■ **The tasks**
1) In the excerpt on self-inflicted bondage, which Bible verse receives an alternate interpretation?
2) Return the passage from the excerpt on self-inflicted bondage verbatim, starting at "There is an alternate" and ending at "principle in action.".

Self-Inflicted Bondage

There is an alternate interpretation of Romans 2:1 where it says, “Therefore you are inexcusable, O man, whoever you are who judge, for in whatever you judge another you condemn yourself; for you who judge practice the same things.” When reading this verse, we all tend to immediately jump to the concept of hypocrisy and stop there. That this verse is addressing hypocrisy is indeed an accurate interpretation, but there is another way to look at this verse. It’s this: whenever we judge others for a given sin, we bind that sin to us spiritually and we are doomed to practice it until/unless we repent.

I have personally seen three excellent examples of this principle in action.

  1. The first is a lady I worked with at an ad agency back in the mid-1980s. She was a hopeless chain smoker who always had one in her hand, one in her mouth, and another on an ashtray, if you will pardon my exaggeration. One day, we had occasion to drive together someplace within Tulsa; I seem to remember it was en route to our company founder’s funeral. She knew I was a non-smoker and asked if should could light up as she drove. I responded that it was her car, but that cigarette smoke gives me an instant headache and I would prefer that she didn’t. She obliged me, but then launched into her history with cigarettes. It turns out that earlier in her life, she was a rabid anti-smoker and would get hatefully in people’s faces and chew them out for their smoking. Somehow, one day, she found herself lighting up the very thing she detested and nicotine had had her in its death-grip ever since. We have lost touch over the years, so I have no idea as to her current situation or health.

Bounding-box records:
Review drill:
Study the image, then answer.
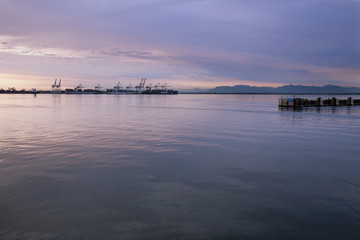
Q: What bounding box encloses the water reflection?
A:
[0,94,360,239]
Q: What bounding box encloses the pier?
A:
[279,97,360,108]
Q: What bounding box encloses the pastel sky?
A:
[0,0,360,89]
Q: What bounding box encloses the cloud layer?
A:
[0,0,360,88]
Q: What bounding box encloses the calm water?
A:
[0,95,360,240]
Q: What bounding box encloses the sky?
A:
[0,0,360,89]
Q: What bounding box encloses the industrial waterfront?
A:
[0,94,360,240]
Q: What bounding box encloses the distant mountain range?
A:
[183,85,360,94]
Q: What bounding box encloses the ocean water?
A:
[0,94,360,240]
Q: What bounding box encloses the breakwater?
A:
[279,97,360,107]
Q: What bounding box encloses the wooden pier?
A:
[279,97,360,107]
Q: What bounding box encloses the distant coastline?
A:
[179,85,360,95]
[0,85,360,95]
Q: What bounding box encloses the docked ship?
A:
[65,83,105,94]
[63,78,178,95]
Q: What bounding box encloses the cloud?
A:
[0,0,360,88]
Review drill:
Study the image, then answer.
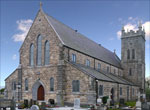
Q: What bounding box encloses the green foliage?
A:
[125,101,136,107]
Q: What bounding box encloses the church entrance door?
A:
[37,85,45,100]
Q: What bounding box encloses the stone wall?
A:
[65,63,89,104]
[66,49,123,76]
[20,10,61,101]
[5,69,18,100]
[20,11,61,68]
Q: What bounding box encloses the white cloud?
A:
[12,54,17,60]
[109,37,114,41]
[13,19,33,42]
[146,44,150,49]
[128,16,133,20]
[117,17,150,40]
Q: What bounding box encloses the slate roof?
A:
[45,14,121,68]
[69,62,136,86]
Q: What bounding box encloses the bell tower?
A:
[121,22,145,92]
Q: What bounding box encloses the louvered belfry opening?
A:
[37,85,45,100]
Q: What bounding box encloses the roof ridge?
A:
[45,13,114,54]
[44,13,121,68]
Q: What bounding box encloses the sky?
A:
[0,0,150,86]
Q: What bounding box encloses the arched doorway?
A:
[32,80,45,100]
[37,85,45,100]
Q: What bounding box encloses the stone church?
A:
[5,6,145,105]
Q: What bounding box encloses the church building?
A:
[5,3,145,105]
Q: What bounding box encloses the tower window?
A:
[72,54,76,63]
[99,85,103,96]
[37,35,42,66]
[44,41,50,65]
[129,68,132,76]
[120,87,122,95]
[12,81,16,90]
[25,78,28,91]
[50,77,54,91]
[107,66,109,73]
[29,44,34,66]
[72,80,80,92]
[132,88,134,96]
[132,49,135,59]
[98,63,101,70]
[85,59,90,66]
[127,49,130,59]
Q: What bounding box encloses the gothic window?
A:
[127,49,130,59]
[50,77,54,91]
[90,77,94,90]
[107,66,109,73]
[25,78,28,91]
[72,54,76,63]
[129,68,132,76]
[99,85,103,96]
[132,49,135,59]
[29,44,34,66]
[44,41,50,65]
[37,35,42,66]
[98,63,101,70]
[12,81,16,90]
[132,88,134,95]
[72,80,80,92]
[120,87,122,95]
[85,59,90,66]
[114,69,116,74]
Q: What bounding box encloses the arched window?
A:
[107,66,109,73]
[99,85,103,96]
[97,63,101,70]
[50,77,54,91]
[120,87,122,95]
[127,49,130,59]
[25,78,28,91]
[129,68,132,76]
[72,80,80,92]
[85,59,90,66]
[37,35,42,65]
[12,81,16,90]
[132,49,135,59]
[44,41,50,65]
[29,44,34,66]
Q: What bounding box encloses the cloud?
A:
[13,19,33,42]
[116,17,150,40]
[12,54,17,60]
[117,23,137,39]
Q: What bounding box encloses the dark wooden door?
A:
[37,85,44,100]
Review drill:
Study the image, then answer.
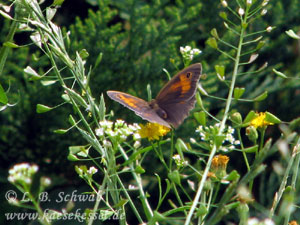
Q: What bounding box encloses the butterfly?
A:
[107,63,202,128]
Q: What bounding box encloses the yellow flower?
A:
[289,220,298,225]
[139,123,170,141]
[211,155,229,170]
[250,112,274,128]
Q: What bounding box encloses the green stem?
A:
[237,128,250,172]
[0,20,18,75]
[185,7,247,225]
[119,145,153,220]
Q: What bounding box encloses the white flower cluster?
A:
[180,45,201,60]
[95,120,141,147]
[247,218,275,225]
[75,166,98,179]
[8,163,39,184]
[196,123,240,152]
[172,154,188,167]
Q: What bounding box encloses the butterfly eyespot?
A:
[186,72,192,78]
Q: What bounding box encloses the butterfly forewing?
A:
[156,63,202,105]
[107,63,202,128]
[107,91,170,127]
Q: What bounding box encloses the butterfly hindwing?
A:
[107,91,170,127]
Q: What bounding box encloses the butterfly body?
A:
[107,63,202,128]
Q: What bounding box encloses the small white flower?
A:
[266,26,273,33]
[172,154,181,160]
[23,177,32,184]
[133,133,141,140]
[261,9,268,16]
[239,8,245,16]
[234,140,241,145]
[222,1,228,8]
[29,164,39,174]
[105,130,118,137]
[85,105,91,112]
[103,140,112,148]
[262,0,269,6]
[227,126,234,134]
[190,138,197,144]
[7,176,16,183]
[184,45,192,52]
[128,184,137,190]
[99,120,113,129]
[87,166,98,175]
[179,47,185,54]
[95,127,104,137]
[192,48,202,55]
[263,218,275,225]
[115,120,125,127]
[133,141,141,148]
[43,177,51,186]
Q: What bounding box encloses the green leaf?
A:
[265,112,281,124]
[243,145,258,153]
[206,37,218,49]
[196,204,208,216]
[99,94,106,121]
[219,12,227,20]
[51,0,65,6]
[69,115,76,126]
[134,165,146,174]
[0,10,13,20]
[210,28,219,39]
[196,92,204,109]
[79,49,90,59]
[46,7,57,21]
[41,80,57,86]
[243,110,256,125]
[253,91,268,102]
[0,84,8,105]
[256,41,266,50]
[68,154,79,161]
[168,170,180,185]
[194,111,206,126]
[233,87,245,100]
[65,87,88,109]
[3,41,20,48]
[272,69,287,79]
[175,138,189,156]
[225,170,241,181]
[214,134,226,147]
[24,66,42,80]
[53,129,69,134]
[285,30,300,40]
[215,65,225,78]
[36,104,54,113]
[94,52,103,69]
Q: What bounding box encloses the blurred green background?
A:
[0,0,300,224]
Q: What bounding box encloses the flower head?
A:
[180,45,201,61]
[8,163,39,184]
[211,155,229,179]
[250,112,274,128]
[138,123,170,141]
[172,154,188,167]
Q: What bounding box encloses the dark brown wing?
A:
[156,63,202,105]
[107,91,170,128]
[156,63,202,128]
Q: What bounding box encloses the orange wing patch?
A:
[170,74,191,95]
[117,94,138,108]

■ **Responses to the tasks**
1) Romans 2:1

2)
There is an alternate interpretation of Romans 2:1 where it says, “Therefore you are inexcusable, O man, whoever you are who judge, for in whatever you judge another you condemn yourself; for you who judge practice the same things.” When reading this verse, we all tend to immediately jump to the concept of hypocrisy and stop there. That this verse is addressing hypocrisy is indeed an accurate interpretation, but there is another way to look at this verse. It’s this: whenever we judge others for a given sin, we bind that sin to us spiritually and we are doomed to practice it until/unless we repent.

I have personally seen three excellent examples of this principle in action.